[[ DATA SHOWN open ]]
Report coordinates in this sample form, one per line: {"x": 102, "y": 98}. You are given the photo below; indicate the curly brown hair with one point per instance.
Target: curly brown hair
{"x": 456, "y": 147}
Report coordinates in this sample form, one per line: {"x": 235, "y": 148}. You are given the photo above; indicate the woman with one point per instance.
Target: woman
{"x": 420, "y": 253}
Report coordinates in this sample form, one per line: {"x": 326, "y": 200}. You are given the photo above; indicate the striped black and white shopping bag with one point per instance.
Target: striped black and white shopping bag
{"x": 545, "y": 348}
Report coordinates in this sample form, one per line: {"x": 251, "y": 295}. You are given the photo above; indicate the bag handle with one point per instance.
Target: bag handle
[[ DATA SHOWN closed ]]
### TASK TO COMPLETE
Emit verbatim the lines running from the one with "handle with one point per instance." through the last line of the data, both endpoints inclusive.

### OUTPUT OF THE TASK
Report coordinates in this sample form, one per line: {"x": 251, "y": 295}. You are given the photo above; indicate the bag handle with one point per instance.
Target: bag handle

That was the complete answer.